## STATED EXERCISE A
In the Argonne passage below, list the conditions it names as having spurred the August 2023 wildfire in Lahaina.
======== DOCUMENT PASSAGE ========
Argonne Impacts State by State

Argonne’s collaborations in Hawaii and across the United States have led to groundbreaking discoveries and development of new technologies that help meet the nation’s needs for reliable energy, economic prosperity, and security.

Argonne researchers use AI-enabled sensors to gather climate and pollutant data that will aid in wildfire recovery 

Students work with Argonne research staff to prepare sensors for lifting the tower and installation. (Image by Sage.)

The August 2023 wildfire that devastated Lahaina, Hawaii, was spurred by dry conditions, high temperatures and strong winds. Researchers are monitoring the area to better understand the community’s recovery process and provide new air quality and weather data. This is part of a National Science Foundation project. The team includes researchers from Northwestern University and the University of Hawaii using a specialized artificial intelligence-enabled sensor designed at the U.S. Department of Energy’s (DOE) Argonne National Laboratory. 

The research team has deployed an instrument featuring ten sensors, called a Sage node, near Volcanoes National Park on Hawaii Island. It is part of a multi-hazard monitoring and detection station for natural disasters. The project is in collaboration with professors at University of Hawai‘i at Mānoa. Overall, the project will gather climate and pollutant data to aid clean-up activities in Lahaina and will provide data to guide recovery planning. 

Argonne deploys HEADOUT, a hurricane impact simulator for Hawaii’s long-term grid planning

Government officials and power suppliers in Hawaii relied on HEADOUT to help them assess and prepare for Tropical Storm Olivia and Hurricane Lane. (Image by Shutterstock/Adam Springer.)
======== ENTRIES PROVIDED ========
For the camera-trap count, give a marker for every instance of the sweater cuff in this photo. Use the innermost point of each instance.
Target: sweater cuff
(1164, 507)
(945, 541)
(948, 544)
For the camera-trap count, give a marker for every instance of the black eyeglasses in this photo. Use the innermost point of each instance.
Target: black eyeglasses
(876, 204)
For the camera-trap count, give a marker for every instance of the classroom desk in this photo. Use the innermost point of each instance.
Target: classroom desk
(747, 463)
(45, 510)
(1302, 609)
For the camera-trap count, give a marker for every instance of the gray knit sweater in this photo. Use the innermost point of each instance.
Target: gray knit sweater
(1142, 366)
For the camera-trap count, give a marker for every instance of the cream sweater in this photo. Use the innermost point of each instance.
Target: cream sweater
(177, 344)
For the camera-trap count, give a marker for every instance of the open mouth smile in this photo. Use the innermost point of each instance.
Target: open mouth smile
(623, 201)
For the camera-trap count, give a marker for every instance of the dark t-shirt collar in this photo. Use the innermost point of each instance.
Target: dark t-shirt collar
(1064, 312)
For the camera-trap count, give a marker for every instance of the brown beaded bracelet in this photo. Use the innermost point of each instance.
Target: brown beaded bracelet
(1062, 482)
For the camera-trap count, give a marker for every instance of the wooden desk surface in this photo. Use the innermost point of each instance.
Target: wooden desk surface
========
======== ENTRIES PROVIDED ========
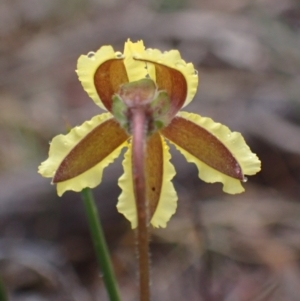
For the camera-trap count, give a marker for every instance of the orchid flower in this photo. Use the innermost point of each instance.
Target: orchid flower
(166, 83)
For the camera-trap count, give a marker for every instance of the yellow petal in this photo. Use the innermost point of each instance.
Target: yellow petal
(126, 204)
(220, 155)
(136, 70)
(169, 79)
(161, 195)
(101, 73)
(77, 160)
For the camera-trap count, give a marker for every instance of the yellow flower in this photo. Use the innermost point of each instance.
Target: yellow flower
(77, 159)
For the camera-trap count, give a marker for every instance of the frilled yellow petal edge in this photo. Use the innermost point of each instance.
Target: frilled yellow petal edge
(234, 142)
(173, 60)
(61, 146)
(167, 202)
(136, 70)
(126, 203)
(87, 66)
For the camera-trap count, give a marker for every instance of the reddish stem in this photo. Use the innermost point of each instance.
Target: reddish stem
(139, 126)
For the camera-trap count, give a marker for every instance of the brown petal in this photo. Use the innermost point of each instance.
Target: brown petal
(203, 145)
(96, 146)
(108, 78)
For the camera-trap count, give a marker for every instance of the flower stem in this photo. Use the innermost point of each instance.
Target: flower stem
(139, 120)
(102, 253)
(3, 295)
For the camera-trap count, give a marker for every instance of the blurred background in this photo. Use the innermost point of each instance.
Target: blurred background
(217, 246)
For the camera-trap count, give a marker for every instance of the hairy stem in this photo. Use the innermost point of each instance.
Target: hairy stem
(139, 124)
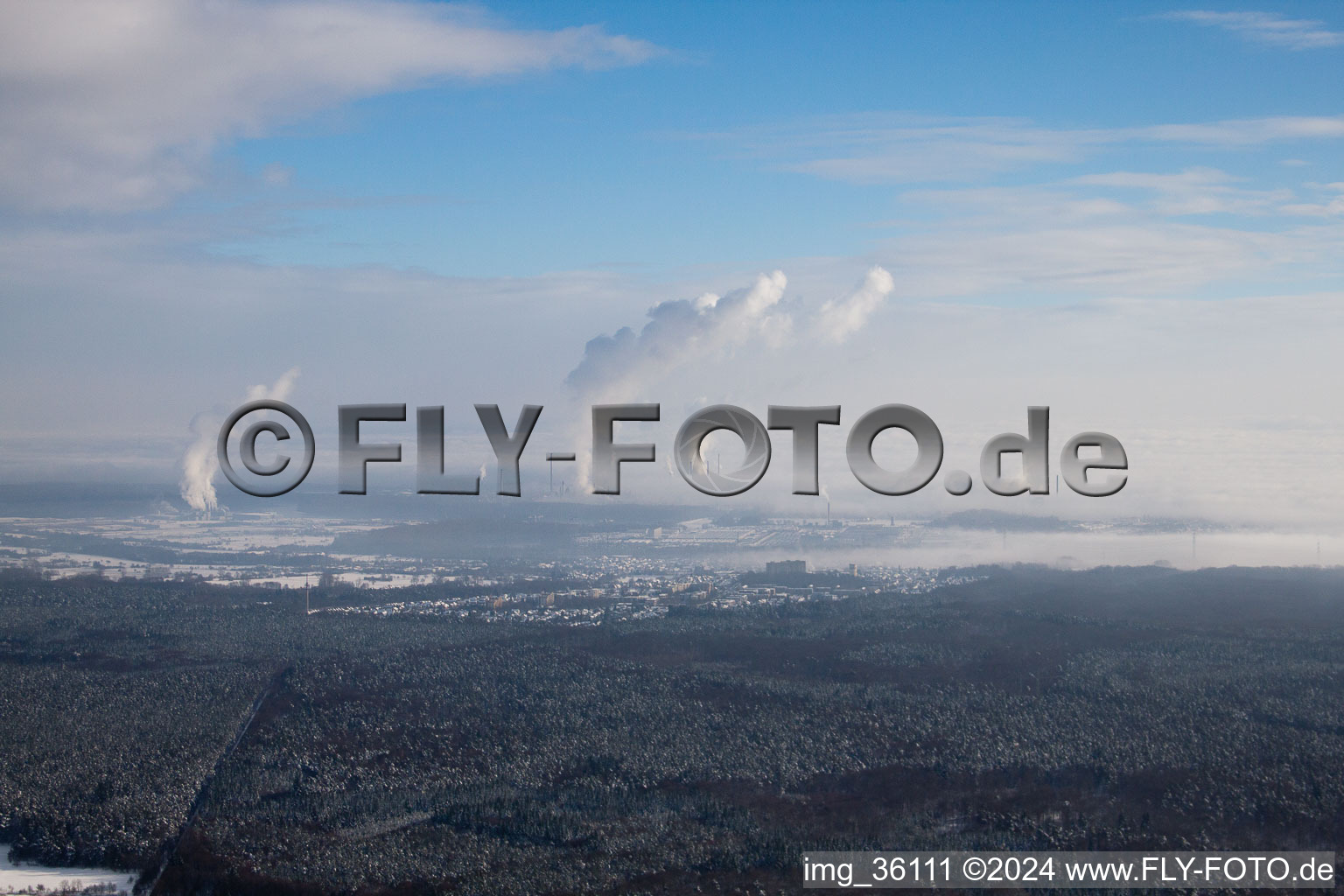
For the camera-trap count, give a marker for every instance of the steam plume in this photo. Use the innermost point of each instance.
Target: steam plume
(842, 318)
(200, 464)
========
======== ENTRIES PROVIDED ========
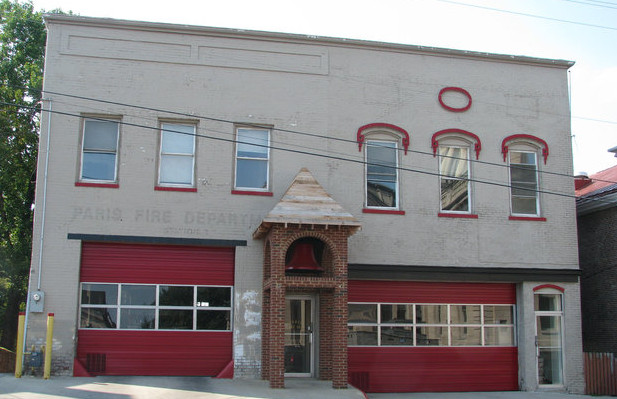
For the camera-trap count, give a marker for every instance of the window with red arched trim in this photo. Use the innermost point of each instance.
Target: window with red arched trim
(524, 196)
========
## STATED EXERCISE B
Tally the lines of the rows above that contain the string "beaded", with case counting, and reply with the number only.

## WORKED ANSWER A
Dry conditions
High temperatures
Strong winds

## WORKED ANSWER B
2